- What to produce
Transcribe all of the records below verbatim, omitting the pictures.

Recorded data:
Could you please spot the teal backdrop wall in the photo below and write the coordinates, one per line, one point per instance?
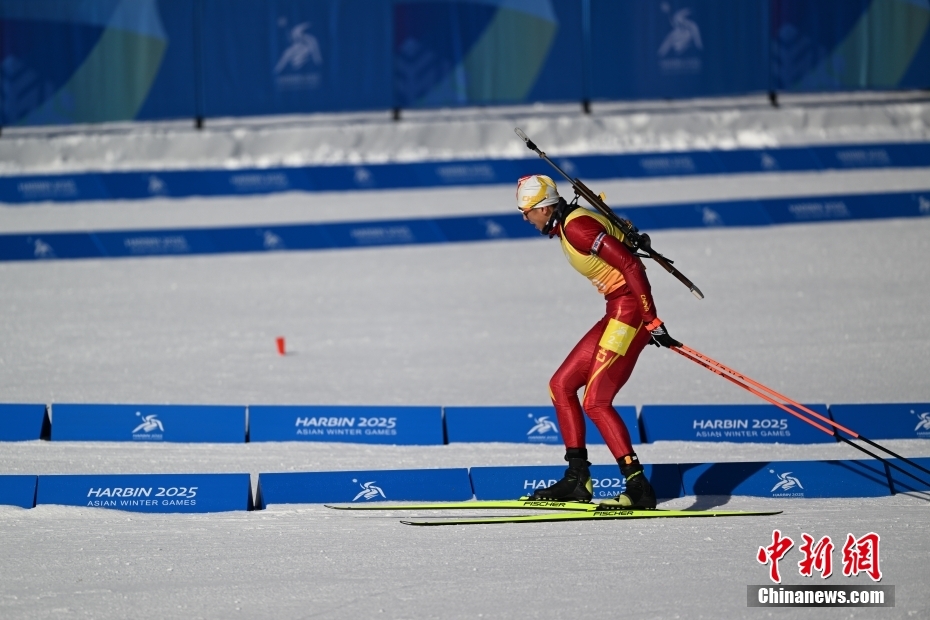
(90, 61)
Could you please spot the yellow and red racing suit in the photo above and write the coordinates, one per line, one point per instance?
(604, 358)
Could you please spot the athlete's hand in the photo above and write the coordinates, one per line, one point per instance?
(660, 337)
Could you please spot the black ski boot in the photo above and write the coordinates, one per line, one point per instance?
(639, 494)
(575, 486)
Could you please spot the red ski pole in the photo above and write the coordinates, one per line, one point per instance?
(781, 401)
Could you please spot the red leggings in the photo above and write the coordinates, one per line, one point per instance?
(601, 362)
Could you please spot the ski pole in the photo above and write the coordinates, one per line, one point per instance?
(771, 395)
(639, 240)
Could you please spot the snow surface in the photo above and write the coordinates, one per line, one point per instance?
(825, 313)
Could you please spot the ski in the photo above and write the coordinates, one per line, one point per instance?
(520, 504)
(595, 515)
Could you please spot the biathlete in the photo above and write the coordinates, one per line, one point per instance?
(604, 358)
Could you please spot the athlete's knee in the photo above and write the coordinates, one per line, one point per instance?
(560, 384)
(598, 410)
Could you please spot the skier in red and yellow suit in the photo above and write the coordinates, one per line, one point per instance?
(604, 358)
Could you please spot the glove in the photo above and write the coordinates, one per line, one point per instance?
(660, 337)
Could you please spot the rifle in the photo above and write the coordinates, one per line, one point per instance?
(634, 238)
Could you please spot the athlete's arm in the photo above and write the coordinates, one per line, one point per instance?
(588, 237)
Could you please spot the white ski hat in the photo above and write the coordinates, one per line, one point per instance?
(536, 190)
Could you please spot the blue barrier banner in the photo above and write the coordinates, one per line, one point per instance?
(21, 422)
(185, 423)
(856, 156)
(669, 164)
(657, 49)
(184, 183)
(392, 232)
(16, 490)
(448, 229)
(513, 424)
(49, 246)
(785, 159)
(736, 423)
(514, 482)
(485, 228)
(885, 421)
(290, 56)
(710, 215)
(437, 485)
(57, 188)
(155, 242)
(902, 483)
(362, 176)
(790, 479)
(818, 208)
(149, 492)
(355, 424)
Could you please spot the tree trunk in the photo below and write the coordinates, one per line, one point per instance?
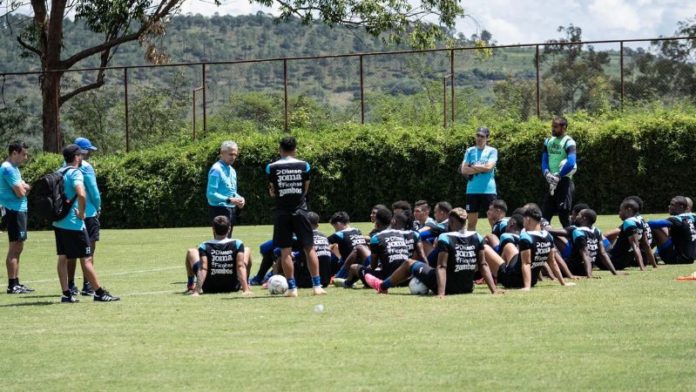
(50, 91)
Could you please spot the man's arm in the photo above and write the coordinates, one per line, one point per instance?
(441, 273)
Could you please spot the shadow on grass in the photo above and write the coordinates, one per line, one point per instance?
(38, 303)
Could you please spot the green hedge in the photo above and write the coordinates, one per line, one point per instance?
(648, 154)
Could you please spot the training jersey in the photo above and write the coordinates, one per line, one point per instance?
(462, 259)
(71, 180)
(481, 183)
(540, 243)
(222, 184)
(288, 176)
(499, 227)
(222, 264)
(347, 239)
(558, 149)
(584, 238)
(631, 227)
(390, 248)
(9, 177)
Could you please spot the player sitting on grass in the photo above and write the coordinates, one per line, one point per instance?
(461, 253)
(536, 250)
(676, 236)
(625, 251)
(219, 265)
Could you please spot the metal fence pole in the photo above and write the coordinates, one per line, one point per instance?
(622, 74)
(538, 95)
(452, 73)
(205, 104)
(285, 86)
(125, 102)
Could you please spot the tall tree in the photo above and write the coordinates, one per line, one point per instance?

- Response to this task
Could you please spot the teal backdrop wall in the photo below and write the coordinates, one per line, one point per instance?
(90, 61)
Could you please spot the yellow and red racing suit in the photo above and write the coordinates, one per line, one point per instance?
(604, 358)
Could you please spot the athlete's hand in the photo above and write the coordinates, one per line, one point per instance?
(660, 337)
Could you please spot the black ski boot in the photo above and write the coordinates, one per line, one point per instance?
(639, 494)
(575, 486)
Could you please spot the red ski pole in the photo above and write the coordinates, one per line, one point per instance?
(781, 401)
Could you please spot the red leggings in the photo above and write the coordinates, one per line, one point per instance?
(601, 362)
Could you please spot the ski pole in the photo above and write the coordinates, one per line, one point per instance?
(771, 395)
(639, 240)
Could you please spot the snow surface in the photo above and write the coordinates, one per line, one point per instance?
(825, 313)
Could you please spot the ski in the photo above and write the coordinates, one per line, one point per instance?
(520, 504)
(595, 515)
Could you please spot the biathlete in the photo above and write the coordinates, one per line, one point per instance?
(604, 358)
Could you please spot the athlete's knee in the photo above and write the coordinates, one per line, one point per instance?
(560, 384)
(598, 410)
Could you please spot the skier in red and yellow suit in the photo above and write the coordinates, one per line, one point per instance?
(604, 358)
Could you please spot the glove in the photo above and write the coordinates, one per line, one point per instance?
(660, 337)
Could you please spot the rifle in the photo above and write the coordinates, one per line, one point per instance?
(634, 238)
Could you please spot the athlete's arm in the photo above and write the coordinates, one per line, one point per instance?
(588, 237)
Could you please spot the white ski hat in the photo above and write the coordinates, one per line, one point per instance?
(536, 190)
Could you please spot the blue barrier banner in the photo above and write the coordinates, one per line, one point per instance?
(21, 422)
(185, 423)
(856, 156)
(669, 164)
(657, 49)
(184, 183)
(392, 232)
(16, 490)
(448, 229)
(513, 424)
(49, 246)
(785, 159)
(736, 423)
(514, 482)
(485, 228)
(885, 421)
(290, 56)
(710, 215)
(437, 485)
(57, 188)
(155, 242)
(902, 483)
(362, 176)
(790, 479)
(818, 208)
(149, 492)
(355, 424)
Could you please spot the tree trunk in the photo below and write the coordinates, one per line, one point per instance?
(50, 91)
Could you please spot the man's arm in the photo above and write the coordinates, one per line, one point per instance?
(441, 273)
Could you please spot the shadow on grass in the photo above and write the coordinates, one per line, one point per instance?
(38, 303)
Could you please spot the green hedge in the photo above and write the coordinates, one per line, one point per instance?
(648, 154)
Could you please spot the training jersey in the photo above and write the coordinates, one per line, one point per instance?
(462, 259)
(71, 180)
(481, 183)
(540, 243)
(222, 184)
(288, 176)
(499, 227)
(222, 264)
(347, 239)
(558, 149)
(584, 238)
(631, 227)
(390, 248)
(9, 177)
Could you please spot the player sitting on grass in the photo above and write the coordinates, one per line, one point per instance?
(461, 253)
(536, 250)
(676, 236)
(625, 251)
(219, 265)
Could you please spot the metal fence pole in the photo above and write the coordinates, one per line, one point per instance?
(622, 74)
(538, 95)
(452, 73)
(205, 104)
(285, 86)
(125, 102)
Could you please spot the tall tree in the photo above and write the coordinates, one per line, one point per instance?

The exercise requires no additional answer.